=== Begin Enclosure ===

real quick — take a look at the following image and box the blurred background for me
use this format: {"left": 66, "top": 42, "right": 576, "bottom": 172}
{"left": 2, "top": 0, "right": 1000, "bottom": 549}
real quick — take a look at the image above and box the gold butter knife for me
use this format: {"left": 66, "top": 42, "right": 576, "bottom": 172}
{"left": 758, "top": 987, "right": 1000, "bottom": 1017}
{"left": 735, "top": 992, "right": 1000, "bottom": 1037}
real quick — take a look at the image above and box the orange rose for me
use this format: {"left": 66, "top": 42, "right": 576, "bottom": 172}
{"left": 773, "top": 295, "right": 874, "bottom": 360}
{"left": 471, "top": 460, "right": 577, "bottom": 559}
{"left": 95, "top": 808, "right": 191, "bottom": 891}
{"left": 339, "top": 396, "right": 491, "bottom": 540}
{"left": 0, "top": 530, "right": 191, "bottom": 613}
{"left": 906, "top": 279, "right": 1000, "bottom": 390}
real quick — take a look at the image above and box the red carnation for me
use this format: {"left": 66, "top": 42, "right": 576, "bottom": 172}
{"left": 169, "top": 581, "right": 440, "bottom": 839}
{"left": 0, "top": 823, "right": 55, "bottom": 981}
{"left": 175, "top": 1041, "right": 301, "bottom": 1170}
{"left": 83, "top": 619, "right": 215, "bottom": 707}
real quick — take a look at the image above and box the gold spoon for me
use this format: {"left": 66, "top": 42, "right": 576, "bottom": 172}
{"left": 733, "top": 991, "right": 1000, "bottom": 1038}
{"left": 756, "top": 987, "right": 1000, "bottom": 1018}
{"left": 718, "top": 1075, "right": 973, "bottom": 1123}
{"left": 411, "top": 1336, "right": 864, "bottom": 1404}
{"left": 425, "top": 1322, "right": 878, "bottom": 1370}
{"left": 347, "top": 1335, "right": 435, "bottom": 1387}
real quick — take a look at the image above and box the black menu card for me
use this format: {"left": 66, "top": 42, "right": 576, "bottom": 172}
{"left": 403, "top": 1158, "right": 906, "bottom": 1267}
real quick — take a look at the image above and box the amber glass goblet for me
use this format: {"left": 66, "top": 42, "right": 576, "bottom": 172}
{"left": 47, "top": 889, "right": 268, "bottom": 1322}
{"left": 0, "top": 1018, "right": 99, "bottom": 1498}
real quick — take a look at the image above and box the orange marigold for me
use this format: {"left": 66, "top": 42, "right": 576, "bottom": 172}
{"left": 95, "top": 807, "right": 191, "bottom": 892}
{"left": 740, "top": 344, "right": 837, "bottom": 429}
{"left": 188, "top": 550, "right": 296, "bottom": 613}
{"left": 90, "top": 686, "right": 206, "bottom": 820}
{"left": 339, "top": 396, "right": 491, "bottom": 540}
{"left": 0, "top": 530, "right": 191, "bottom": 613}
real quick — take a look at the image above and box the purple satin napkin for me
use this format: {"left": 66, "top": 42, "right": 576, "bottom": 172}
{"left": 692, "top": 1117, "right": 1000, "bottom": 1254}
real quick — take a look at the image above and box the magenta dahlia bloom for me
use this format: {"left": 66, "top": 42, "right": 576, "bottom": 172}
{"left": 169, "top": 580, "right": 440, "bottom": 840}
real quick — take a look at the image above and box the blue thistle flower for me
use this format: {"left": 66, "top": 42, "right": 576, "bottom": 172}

=== End Enclosure ===

◆ **EXERCISE DETAILS**:
The entries above must be repeated word for word.

◆ **SOLUTION FOR THIS EXERCISE**:
real quick — take a look at the following image and box the blurred background for me
use this format: {"left": 66, "top": 42, "right": 576, "bottom": 172}
{"left": 2, "top": 0, "right": 1000, "bottom": 549}
real quick — take a look at the image above and box the gold butter knife for me
use this format: {"left": 66, "top": 42, "right": 576, "bottom": 172}
{"left": 758, "top": 987, "right": 1000, "bottom": 1017}
{"left": 735, "top": 992, "right": 1000, "bottom": 1037}
real quick — take a look at the image above and box the orange rose for me
use this format: {"left": 66, "top": 42, "right": 576, "bottom": 172}
{"left": 773, "top": 295, "right": 874, "bottom": 360}
{"left": 471, "top": 460, "right": 577, "bottom": 559}
{"left": 95, "top": 808, "right": 191, "bottom": 891}
{"left": 339, "top": 396, "right": 491, "bottom": 540}
{"left": 0, "top": 530, "right": 191, "bottom": 613}
{"left": 906, "top": 279, "right": 1000, "bottom": 390}
real quick — take a look at the image above and box the red carnation for me
use this format: {"left": 66, "top": 42, "right": 576, "bottom": 172}
{"left": 169, "top": 581, "right": 440, "bottom": 839}
{"left": 0, "top": 823, "right": 55, "bottom": 981}
{"left": 175, "top": 1041, "right": 301, "bottom": 1170}
{"left": 83, "top": 619, "right": 215, "bottom": 707}
real quick — take a look at the image above and box the gold spoon for me
use this format: {"left": 66, "top": 42, "right": 576, "bottom": 172}
{"left": 733, "top": 991, "right": 1000, "bottom": 1038}
{"left": 756, "top": 987, "right": 1000, "bottom": 1018}
{"left": 718, "top": 1075, "right": 973, "bottom": 1123}
{"left": 411, "top": 1336, "right": 864, "bottom": 1404}
{"left": 425, "top": 1322, "right": 878, "bottom": 1370}
{"left": 347, "top": 1335, "right": 435, "bottom": 1387}
real quick — take a look at the image above and box the black menu card for me
use this format: {"left": 66, "top": 42, "right": 576, "bottom": 172}
{"left": 403, "top": 1158, "right": 906, "bottom": 1267}
real quick — take a look at the image above and box the amber glass goblet for me
use this format: {"left": 66, "top": 42, "right": 576, "bottom": 172}
{"left": 47, "top": 889, "right": 268, "bottom": 1322}
{"left": 0, "top": 1018, "right": 99, "bottom": 1498}
real quick — take a look at the image above and box the orange marigold for me
use this format: {"left": 66, "top": 42, "right": 576, "bottom": 172}
{"left": 95, "top": 807, "right": 191, "bottom": 892}
{"left": 740, "top": 344, "right": 837, "bottom": 429}
{"left": 188, "top": 550, "right": 296, "bottom": 613}
{"left": 90, "top": 686, "right": 206, "bottom": 820}
{"left": 339, "top": 396, "right": 491, "bottom": 540}
{"left": 0, "top": 530, "right": 191, "bottom": 613}
real quick — take a look at the image above and box the purple satin napkin for me
use this format: {"left": 66, "top": 42, "right": 576, "bottom": 172}
{"left": 692, "top": 1117, "right": 1000, "bottom": 1254}
real quick — take a look at the image above and box the magenta dahlia bloom for me
use this format: {"left": 66, "top": 42, "right": 576, "bottom": 172}
{"left": 169, "top": 580, "right": 440, "bottom": 840}
real quick — take a look at the image above and box the blue thistle flower for me
use this format: {"left": 66, "top": 42, "right": 576, "bottom": 172}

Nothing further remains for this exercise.